> **What you need to do**
Please set out as a numbered list the lines below, starting with the line that contains "of the gray" and going on through the line that contains "[[507, 232]]". Leave out any blank lines.

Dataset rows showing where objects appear
--------------------------------------------------

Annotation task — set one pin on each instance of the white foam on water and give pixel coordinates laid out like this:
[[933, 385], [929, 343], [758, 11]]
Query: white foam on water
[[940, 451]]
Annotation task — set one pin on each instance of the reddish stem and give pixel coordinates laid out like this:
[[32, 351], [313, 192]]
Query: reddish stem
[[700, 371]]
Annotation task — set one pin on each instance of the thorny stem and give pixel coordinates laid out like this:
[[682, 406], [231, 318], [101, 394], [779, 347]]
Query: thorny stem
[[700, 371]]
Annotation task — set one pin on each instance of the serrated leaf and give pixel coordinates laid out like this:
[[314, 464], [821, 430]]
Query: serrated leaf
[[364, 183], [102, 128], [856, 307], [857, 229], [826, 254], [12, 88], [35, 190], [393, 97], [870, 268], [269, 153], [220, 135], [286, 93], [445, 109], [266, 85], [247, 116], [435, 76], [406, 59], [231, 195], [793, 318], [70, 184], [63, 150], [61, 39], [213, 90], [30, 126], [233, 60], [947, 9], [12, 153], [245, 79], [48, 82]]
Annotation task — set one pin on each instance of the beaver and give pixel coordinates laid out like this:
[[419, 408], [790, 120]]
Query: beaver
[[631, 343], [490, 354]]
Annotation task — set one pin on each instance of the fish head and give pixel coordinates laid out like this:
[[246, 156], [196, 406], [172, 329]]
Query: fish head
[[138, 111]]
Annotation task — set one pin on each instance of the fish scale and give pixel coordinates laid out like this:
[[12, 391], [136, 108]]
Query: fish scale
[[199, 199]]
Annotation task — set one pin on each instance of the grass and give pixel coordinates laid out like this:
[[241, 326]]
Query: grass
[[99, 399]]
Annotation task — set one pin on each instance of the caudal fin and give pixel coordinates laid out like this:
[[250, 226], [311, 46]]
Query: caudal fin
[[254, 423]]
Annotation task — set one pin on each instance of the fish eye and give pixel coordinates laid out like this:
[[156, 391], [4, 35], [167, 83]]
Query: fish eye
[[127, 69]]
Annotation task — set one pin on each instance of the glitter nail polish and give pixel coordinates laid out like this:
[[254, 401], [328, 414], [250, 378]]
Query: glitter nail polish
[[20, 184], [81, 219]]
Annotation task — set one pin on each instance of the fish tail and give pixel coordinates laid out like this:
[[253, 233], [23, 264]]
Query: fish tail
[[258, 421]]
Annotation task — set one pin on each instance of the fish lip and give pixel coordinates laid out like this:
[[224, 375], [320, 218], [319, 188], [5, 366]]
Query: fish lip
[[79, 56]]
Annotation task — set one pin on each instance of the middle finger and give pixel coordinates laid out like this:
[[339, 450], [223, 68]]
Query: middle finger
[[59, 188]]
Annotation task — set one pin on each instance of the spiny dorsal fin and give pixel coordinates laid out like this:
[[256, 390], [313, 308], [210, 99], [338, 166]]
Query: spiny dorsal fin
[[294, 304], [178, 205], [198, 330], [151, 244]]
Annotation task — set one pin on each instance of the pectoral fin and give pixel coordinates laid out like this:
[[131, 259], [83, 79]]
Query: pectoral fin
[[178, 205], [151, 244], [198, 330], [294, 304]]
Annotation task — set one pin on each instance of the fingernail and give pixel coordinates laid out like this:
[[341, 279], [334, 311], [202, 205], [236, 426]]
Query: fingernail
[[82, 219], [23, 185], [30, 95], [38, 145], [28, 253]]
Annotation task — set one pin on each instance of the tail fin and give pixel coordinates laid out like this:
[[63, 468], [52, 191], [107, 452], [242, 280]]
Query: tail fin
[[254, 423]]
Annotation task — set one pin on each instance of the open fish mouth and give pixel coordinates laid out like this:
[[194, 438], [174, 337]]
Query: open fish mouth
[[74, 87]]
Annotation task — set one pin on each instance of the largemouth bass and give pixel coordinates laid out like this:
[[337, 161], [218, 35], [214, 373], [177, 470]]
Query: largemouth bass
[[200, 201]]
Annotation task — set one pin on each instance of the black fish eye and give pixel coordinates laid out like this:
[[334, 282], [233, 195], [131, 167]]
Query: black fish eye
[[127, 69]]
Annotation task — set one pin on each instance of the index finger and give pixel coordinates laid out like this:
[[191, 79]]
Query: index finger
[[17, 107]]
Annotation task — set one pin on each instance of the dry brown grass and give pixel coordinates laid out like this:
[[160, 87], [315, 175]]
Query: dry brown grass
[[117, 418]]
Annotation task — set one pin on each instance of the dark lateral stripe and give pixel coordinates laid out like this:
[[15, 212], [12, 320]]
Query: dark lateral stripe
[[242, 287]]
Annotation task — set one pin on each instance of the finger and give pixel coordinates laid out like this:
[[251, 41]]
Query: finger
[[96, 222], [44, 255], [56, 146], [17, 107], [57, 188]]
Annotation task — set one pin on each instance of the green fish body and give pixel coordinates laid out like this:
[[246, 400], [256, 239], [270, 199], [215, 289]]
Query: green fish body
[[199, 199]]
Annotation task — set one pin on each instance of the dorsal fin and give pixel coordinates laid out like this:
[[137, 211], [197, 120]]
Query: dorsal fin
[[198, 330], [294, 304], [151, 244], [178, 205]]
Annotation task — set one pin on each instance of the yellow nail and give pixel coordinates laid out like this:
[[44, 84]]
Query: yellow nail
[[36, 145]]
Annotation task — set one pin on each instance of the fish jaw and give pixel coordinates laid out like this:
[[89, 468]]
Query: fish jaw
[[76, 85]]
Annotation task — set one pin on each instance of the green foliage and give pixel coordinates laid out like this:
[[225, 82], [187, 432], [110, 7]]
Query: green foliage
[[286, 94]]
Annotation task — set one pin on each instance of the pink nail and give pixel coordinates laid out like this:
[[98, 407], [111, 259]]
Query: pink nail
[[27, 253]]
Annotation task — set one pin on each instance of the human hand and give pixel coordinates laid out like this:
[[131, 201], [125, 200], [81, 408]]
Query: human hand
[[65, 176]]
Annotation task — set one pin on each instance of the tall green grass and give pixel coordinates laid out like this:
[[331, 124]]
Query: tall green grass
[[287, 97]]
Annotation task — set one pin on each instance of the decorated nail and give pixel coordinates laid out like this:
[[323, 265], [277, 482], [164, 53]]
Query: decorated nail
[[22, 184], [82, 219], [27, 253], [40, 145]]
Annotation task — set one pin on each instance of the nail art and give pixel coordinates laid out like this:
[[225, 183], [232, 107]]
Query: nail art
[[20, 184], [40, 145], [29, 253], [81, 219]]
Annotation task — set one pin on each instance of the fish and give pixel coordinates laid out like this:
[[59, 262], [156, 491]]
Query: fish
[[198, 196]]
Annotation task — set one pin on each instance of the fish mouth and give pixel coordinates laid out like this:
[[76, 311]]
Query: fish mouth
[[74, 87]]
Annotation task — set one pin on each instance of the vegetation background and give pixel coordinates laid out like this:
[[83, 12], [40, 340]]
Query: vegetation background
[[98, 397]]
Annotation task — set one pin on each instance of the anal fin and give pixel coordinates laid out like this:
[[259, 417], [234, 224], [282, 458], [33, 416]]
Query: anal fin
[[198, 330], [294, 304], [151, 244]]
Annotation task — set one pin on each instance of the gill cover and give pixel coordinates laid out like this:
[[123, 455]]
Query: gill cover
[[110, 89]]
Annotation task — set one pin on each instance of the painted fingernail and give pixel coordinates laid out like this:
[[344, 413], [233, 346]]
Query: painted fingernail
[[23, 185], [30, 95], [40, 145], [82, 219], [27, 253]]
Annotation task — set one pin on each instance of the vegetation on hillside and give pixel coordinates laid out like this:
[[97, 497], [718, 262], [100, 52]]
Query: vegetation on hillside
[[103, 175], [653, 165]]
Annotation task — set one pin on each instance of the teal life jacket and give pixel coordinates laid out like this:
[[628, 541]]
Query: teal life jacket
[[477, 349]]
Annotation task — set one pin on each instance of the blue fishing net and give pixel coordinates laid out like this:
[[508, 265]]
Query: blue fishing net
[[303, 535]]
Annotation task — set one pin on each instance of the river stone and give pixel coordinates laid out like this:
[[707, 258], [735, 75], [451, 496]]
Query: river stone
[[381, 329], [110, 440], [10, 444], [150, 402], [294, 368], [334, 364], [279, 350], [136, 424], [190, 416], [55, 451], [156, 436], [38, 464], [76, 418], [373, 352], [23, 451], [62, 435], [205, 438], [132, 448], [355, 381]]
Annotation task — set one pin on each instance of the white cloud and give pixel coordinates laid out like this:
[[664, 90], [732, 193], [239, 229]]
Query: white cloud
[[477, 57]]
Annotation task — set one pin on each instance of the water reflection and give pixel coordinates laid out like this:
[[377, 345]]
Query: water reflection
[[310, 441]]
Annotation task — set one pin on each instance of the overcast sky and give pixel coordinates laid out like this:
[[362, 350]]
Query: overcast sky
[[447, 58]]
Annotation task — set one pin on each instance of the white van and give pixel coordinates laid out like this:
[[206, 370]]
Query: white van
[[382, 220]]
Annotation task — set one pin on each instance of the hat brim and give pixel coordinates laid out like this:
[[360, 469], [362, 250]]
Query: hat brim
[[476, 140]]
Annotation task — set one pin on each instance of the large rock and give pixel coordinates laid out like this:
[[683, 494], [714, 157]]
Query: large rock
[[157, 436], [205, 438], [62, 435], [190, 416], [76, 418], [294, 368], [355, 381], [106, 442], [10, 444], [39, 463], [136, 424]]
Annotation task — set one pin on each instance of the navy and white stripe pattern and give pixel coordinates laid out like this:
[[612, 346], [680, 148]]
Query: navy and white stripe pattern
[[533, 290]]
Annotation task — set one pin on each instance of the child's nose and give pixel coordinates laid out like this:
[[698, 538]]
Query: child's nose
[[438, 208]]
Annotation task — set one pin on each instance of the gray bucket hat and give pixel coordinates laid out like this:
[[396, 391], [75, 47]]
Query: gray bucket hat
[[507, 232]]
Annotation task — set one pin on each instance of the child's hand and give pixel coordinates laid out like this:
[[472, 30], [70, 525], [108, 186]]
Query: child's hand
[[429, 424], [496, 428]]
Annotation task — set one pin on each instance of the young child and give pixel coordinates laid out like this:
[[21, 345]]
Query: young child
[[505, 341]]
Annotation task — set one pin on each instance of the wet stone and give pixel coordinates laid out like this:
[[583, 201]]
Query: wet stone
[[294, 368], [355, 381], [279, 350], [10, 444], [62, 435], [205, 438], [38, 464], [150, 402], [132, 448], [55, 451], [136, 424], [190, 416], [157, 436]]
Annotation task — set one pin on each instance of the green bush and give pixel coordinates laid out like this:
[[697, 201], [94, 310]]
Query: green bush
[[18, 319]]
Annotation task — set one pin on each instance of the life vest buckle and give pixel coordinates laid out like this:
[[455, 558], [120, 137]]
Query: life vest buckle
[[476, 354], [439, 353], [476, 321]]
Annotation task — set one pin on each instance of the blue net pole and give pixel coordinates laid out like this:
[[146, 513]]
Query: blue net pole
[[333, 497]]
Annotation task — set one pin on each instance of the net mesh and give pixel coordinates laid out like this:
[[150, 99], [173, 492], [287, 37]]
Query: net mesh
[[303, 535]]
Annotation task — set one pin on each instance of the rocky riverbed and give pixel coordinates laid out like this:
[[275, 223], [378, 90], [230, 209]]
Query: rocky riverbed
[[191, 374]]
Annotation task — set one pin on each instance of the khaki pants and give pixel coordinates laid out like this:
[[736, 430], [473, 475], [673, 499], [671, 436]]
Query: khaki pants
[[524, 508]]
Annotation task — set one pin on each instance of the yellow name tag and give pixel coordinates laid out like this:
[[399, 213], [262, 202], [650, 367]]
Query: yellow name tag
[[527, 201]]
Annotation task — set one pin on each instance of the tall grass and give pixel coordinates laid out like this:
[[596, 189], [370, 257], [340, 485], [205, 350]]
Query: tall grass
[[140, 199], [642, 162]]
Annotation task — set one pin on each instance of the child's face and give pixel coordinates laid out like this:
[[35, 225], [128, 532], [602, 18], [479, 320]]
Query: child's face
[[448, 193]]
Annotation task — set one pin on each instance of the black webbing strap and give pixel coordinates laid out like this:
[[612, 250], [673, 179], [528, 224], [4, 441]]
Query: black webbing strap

--------------------------------------------------

> **Result of this exercise**
1. Annotation task — set one pin on each instance of the gray bucket hat and give pixel coordinates laid out like this:
2. [[396, 391], [75, 47]]
3. Query: gray bucket hat
4. [[507, 232]]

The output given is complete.